##### Selected extract

# Johnsonville brats



## thesmayway (Jan 3, 2012)

Ok so I want to do my own bratwurst with pork and venison but I am a big fan of the way Johnsonville beer brats taste. Any suggestions on a recipe? Thanks


----------



## venture (Jan 3, 2012)

Loads of recipes and premixes out there for that.

Check out formulations here if you want to do them from scratch:

http://lpoli.50webs.com/Sausage recipes.htm

Also, the search tool at the top of the page will give you some things like this:

http://www.smokingmeatforums.com/t/100076/shooterricks-attitude-brats-recipe-and-pics-on-the-grill

Good luck and good smoking.


----------



## SmokinAl (Jan 4, 2012)

Nepas has a couple of good ones. If he doesn't see this just PM him.


----------



## sausageboy (Jan 4, 2012)

This is my recipe for a classic old-fashioned all-pork Wisconsin-style brat. 
For a beer brat, just add a little beer to the mix.

This is a classic Wisconson bratwurst flavor profile. 

Wisconsin-Wannabe Bratwurst  

5 lbs. well-fatted pork shoulder/butt 
3 Tbsp. kosher salt 
1 Tbsp. sugar 
2 tsp. freshly ground black pepper 
1 1/2 tsp. freshly grated nutmeg 
1/2 tsp. toasted and freshly ground coriander 
1/4 tsp. ground celery seed 
1/8 tsp. ground marjoram 
1 1/2 tsp. ground ginger 

I use a fairly course grind, grinding just half the meat a second time with the same plate. 
I replace part of the salt with Tiparos Thai fish sauce in all of my fresh sausage recipes. It adds "what's that?" umami savoriness. 
I gently steam  the sausages on low heat (165-170 F) until safe temperature is reached.


----------



## jrod62 (Jan 4, 2012)

another good recipe for my "evernote" file.
thanks


----------



## chefrob (Jan 4, 2012)

i've been happy with the LEM fresh brat mix.........i just sub beer for water when mixing.


----------



## jim45 (Jan 10, 2012)

I don't know what a Wisconson style flavor profile is. The closest I have come to a Johnsonville flavor profile is a recipe I found several years ago. It is called a Sheboygan Brat. You might do a word search for it. It at least is a jumping off place to develop the taste you want.


----------



## sausageboy (Jan 10, 2012)

Jim45 said:


> I don't know what a Wisconson style flavor profile is. The closest I have come to a Johnsonville flavor profile is a recipe I found several years ago. It is called a Sheboygan Brat. You might do a word search for it. It at least is a jumping off place to develop the taste you want.


What's the recipe?

The inspiration for the above recipe came from an old German butcher in Sheboygan.

The recipe was reduced to a 5# batch (the original recipe was for 150#) and spice amounts were tweaked slightly.


----------



## venture (Jan 10, 2012)

This site has a Jonsonville "clone".  Just look under Wisconsin Style Brats.

http://lpoli.50webs.com/Sausage recipes.htm

Also, there are many premixes out there if you don't want to make them from scratch.  Think "Wisconsin Style Brats" or "Sheboygan Style Brat".

A little sweet for me, but they are wildly popular in certain parts of the country.

Good luck and good smoking.


----------

##########
##### Material

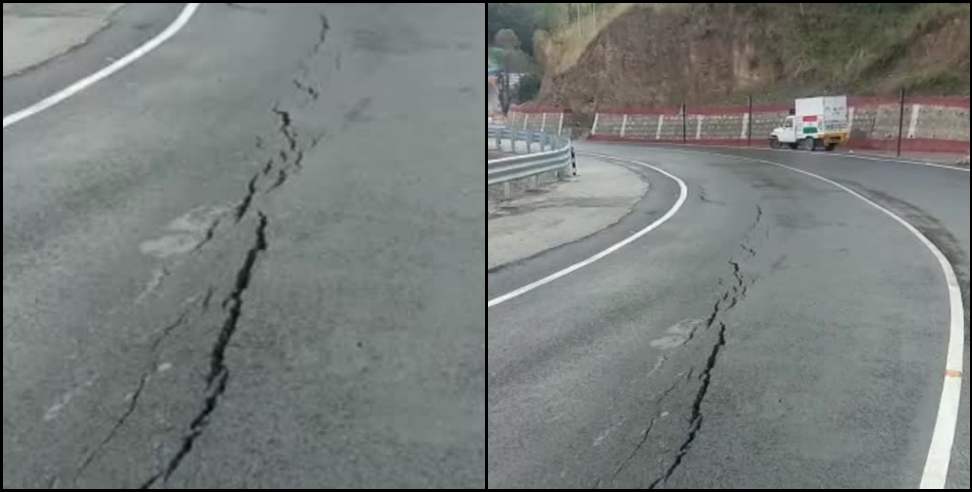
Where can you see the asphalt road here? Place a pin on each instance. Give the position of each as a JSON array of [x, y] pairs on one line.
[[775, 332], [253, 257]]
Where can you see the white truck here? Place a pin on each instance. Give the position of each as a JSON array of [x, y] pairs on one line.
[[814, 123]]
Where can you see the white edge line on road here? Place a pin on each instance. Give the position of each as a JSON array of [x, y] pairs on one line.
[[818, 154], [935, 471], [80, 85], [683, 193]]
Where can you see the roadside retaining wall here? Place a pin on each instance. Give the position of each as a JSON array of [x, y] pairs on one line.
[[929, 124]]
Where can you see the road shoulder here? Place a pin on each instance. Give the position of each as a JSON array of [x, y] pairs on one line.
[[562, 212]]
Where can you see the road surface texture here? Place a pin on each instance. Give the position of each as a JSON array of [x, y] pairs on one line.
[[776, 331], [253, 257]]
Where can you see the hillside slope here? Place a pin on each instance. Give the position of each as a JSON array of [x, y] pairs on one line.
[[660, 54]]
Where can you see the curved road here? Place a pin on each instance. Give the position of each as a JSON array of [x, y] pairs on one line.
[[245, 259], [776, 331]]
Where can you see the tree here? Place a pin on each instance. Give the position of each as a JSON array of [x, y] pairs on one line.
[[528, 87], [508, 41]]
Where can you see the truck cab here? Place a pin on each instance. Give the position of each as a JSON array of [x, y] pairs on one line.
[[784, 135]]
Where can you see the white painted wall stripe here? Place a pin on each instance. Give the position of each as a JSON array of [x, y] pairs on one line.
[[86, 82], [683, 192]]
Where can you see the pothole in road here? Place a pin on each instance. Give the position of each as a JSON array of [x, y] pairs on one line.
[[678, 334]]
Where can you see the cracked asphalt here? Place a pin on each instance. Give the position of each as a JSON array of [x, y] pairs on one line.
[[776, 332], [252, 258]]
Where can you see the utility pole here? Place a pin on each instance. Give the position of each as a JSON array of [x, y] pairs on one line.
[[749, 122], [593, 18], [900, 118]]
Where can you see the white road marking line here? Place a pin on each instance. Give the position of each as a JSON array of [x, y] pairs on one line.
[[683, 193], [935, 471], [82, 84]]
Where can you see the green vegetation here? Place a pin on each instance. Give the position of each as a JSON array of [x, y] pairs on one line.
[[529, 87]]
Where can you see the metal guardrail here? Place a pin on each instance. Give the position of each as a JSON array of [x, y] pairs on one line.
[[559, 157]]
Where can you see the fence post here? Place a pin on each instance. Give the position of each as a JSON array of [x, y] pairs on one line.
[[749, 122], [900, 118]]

##########

▸ **What this exercise asks**:
**1.** From the forum thread on Johnsonville brats, reproduce the passage starting at "Ok so I want" and ending at "venture (Jan 3, 2012)".
**2.** Answer these questions about the forum thread on Johnsonville brats:
(a) How much pork shoulder/butt does the Wisconsin-Wannabe Bratwurst recipe call for?
(b) What does chefrob substitute for water when mixing the LEM fresh brat mix?
(c) How many pounds was the original recipe from the German butcher in Sheboygan written for?
**3.** List every ingredient in the Wisconsin-Wannabe Bratwurst recipe from the forum thread on Johnsonville brats, leaving out the pork.

▸ **Responses for each task**:
**1.**
Ok so I want to do my own bratwurst with pork and venison but I am a big fan of the way Johnsonville beer brats taste. Any suggestions on a recipe? Thanks


----------



## venture (Jan 3, 2012)

**2.**
(a) 5 lbs.
(b) Beer.
(c) 150 pounds.

**3.**
Kosher salt
Sugar
Freshly ground black pepper
Freshly grated nutmeg
Toasted and freshly ground coriander
Ground celery seed
Ground marjoram
Ground ginger